**YOUR INSTRUCTIONS:** Collect every line in the dataset excerpt below that contains the word "train".

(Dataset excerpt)
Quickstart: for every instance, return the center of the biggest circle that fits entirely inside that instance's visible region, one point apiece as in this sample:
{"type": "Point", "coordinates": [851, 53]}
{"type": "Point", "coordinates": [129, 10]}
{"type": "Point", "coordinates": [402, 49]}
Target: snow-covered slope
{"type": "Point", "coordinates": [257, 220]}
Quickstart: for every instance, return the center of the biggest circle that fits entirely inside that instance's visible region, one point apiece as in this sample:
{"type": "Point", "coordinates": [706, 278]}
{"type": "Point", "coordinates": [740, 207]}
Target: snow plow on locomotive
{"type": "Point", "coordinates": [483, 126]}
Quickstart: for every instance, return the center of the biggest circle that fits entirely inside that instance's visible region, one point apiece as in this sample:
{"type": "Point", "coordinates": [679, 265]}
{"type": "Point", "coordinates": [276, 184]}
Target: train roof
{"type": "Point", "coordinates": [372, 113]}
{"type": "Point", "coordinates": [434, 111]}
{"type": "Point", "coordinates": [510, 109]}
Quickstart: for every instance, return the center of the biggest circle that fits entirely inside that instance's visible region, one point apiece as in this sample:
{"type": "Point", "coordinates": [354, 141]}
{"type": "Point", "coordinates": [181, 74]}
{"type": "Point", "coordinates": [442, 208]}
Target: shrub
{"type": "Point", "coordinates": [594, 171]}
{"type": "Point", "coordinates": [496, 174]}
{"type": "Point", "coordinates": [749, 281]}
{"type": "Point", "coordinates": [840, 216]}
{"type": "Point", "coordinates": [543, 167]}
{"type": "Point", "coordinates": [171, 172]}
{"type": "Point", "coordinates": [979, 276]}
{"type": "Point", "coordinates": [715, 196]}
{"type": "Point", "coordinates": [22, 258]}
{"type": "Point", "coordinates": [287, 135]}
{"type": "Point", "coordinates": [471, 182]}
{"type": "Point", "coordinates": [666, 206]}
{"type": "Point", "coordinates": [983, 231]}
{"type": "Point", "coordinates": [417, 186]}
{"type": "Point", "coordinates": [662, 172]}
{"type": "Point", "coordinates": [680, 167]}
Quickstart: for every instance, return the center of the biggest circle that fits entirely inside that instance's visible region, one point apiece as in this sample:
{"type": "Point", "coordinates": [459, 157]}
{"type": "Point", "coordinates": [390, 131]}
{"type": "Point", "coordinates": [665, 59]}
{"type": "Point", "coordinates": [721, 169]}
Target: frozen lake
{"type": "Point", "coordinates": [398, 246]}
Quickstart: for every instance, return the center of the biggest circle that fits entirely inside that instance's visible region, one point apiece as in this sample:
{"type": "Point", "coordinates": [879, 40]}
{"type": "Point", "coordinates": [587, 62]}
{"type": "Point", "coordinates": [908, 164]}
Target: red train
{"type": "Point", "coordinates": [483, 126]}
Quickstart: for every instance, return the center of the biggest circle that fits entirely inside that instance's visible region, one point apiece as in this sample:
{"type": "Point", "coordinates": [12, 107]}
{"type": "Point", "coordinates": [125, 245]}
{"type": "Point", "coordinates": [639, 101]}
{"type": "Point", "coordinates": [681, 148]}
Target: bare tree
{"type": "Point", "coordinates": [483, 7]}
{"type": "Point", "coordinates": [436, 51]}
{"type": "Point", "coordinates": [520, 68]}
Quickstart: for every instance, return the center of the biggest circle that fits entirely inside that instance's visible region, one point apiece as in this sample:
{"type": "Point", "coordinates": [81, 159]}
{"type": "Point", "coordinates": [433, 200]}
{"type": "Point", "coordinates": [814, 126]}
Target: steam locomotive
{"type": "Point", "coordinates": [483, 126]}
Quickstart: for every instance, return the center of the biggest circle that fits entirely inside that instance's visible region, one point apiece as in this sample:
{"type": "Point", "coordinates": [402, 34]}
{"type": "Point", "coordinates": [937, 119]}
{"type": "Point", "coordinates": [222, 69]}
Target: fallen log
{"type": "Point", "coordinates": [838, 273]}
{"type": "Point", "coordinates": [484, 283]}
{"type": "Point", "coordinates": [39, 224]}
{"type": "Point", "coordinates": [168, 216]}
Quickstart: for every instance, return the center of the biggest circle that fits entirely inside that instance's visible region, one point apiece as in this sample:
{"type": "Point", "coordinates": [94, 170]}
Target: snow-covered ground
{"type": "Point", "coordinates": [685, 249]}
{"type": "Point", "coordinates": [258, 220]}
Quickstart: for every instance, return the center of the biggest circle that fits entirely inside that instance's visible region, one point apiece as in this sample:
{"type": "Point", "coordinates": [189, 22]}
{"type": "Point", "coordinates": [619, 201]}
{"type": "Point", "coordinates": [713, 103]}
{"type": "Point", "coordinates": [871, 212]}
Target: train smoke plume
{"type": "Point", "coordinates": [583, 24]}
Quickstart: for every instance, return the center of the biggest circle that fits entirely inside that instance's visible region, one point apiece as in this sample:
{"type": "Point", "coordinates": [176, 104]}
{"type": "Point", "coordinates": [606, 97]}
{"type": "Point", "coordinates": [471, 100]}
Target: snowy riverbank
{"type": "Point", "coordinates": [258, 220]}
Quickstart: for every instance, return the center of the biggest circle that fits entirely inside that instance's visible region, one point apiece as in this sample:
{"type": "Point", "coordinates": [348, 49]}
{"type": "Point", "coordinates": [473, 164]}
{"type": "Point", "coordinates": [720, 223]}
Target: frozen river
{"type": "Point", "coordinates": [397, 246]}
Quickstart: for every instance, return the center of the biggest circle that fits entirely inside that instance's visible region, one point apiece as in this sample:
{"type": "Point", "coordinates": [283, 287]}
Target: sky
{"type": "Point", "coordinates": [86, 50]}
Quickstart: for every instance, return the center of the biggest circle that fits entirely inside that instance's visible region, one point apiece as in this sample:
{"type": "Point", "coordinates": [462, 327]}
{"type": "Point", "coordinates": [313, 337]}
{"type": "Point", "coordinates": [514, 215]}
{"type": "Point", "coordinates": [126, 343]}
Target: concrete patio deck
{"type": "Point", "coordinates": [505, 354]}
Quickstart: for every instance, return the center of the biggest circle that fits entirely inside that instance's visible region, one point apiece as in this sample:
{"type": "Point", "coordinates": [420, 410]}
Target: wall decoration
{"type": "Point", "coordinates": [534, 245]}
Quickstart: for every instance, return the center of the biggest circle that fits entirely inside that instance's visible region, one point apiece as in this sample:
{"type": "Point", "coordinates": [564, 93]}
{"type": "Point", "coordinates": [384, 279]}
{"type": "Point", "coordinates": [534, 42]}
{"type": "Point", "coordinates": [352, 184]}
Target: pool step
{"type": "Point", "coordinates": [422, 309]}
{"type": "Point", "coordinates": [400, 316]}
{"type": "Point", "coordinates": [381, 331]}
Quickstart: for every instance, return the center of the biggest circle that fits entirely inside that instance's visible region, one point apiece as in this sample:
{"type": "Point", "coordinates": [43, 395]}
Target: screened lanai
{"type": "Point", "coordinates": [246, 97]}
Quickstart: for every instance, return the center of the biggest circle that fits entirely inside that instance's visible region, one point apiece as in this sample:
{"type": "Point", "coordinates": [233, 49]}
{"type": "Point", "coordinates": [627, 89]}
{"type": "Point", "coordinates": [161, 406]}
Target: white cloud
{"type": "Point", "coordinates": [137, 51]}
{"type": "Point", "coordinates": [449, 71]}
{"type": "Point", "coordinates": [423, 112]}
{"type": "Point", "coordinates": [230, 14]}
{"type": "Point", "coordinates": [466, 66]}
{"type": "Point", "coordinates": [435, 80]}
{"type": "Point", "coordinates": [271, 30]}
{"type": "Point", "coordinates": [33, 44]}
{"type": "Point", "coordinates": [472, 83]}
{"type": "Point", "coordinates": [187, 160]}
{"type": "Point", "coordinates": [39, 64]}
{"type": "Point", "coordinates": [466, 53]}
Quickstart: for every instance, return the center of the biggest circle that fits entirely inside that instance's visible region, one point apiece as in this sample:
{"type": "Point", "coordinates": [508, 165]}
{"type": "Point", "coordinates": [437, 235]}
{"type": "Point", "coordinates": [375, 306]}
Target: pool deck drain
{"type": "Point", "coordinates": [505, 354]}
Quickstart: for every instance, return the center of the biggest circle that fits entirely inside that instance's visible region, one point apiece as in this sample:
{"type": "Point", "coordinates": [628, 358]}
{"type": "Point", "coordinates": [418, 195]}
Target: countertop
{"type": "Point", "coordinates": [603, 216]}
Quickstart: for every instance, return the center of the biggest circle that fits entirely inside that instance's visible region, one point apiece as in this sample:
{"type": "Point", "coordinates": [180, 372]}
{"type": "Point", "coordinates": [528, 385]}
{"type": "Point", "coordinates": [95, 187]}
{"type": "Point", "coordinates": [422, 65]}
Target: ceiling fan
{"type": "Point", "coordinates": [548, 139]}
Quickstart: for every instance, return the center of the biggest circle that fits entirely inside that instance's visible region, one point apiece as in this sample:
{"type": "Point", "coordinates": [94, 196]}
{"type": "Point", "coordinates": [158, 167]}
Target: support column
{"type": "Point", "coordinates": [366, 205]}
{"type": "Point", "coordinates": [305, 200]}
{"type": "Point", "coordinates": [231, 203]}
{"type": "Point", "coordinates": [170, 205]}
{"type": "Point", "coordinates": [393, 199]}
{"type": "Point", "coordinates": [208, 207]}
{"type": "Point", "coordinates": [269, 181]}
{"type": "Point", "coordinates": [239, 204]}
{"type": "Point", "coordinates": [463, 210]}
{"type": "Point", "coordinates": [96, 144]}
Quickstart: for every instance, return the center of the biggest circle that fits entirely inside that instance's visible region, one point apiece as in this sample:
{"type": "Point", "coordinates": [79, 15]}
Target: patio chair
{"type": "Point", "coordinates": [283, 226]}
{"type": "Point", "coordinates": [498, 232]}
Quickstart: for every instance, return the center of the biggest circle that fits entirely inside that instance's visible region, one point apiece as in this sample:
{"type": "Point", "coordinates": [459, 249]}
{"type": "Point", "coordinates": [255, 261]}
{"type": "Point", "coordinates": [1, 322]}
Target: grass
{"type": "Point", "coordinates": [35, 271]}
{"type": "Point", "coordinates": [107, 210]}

**TASK OUTPUT:**
Target: train roof
Target: red train
Target: train smoke plume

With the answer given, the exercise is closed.